--- START Records for this exercise ---
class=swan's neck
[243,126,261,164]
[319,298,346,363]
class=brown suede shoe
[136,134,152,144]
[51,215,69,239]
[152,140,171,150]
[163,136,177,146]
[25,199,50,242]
--- END Records for this exercise ---
Pick out every line of the items above that contains the string "class", and copy those lines.

Task answer:
class=swan's neck
class=brown suede shoe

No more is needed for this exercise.